**SOURCE RECORDS**

--

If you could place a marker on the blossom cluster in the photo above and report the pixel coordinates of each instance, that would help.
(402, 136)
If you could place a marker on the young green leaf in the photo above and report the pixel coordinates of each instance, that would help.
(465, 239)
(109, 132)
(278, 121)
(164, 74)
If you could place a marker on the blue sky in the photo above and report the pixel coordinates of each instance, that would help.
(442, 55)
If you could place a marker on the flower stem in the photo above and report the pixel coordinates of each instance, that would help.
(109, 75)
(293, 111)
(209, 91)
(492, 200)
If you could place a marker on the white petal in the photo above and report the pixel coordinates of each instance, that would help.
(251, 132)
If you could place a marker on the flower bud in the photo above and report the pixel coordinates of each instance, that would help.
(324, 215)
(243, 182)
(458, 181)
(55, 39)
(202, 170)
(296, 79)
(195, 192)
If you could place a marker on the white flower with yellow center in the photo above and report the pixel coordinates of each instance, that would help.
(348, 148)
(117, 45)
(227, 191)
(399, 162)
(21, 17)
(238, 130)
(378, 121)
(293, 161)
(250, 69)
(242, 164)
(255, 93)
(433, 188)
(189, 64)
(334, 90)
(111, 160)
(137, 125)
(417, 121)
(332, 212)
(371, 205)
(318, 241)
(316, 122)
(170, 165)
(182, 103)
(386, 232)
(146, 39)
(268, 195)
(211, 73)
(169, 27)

--

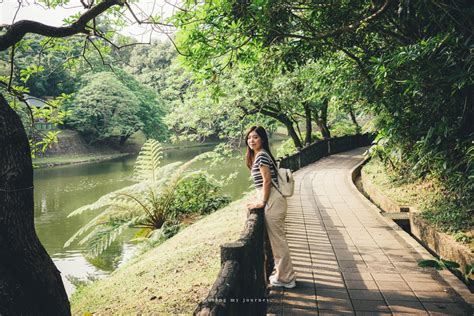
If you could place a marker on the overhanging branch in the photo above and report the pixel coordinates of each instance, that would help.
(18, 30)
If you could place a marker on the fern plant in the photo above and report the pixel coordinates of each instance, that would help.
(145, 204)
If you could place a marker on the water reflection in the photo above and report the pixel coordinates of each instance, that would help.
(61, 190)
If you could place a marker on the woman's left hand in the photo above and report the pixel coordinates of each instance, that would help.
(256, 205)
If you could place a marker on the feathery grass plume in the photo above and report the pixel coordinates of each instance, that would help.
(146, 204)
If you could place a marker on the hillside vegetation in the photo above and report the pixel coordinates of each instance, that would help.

--

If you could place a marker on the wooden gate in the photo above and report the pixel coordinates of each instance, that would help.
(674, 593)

--

**BRIEF**
Only the lines above starting at the line that holds "If you could place a marker on the fern" and ending at the line that holds "If you could place a marker on the hillside" are to be repeated, exactly and in full.

**OUTPUT BELOW**
If you could place a marker on the fern plant in the photo above and report the pixel coordinates of each instance, that would help.
(145, 204)
If you could place a marker on the water reflection in the photo above and report the pixel coordinates of each instance, that would help.
(61, 190)
If you could place a marker on the woman's left hand in the photo above and report the pixel coordinates of each instance, that would help.
(256, 205)
If you could place a marker on the feathery grass plume in the photo above and report the pixel coordinates of each instance, that would help.
(146, 204)
If you could place a marker on the hillside vegetation in the photo above and report the pixel coordinates of each instance, that would help.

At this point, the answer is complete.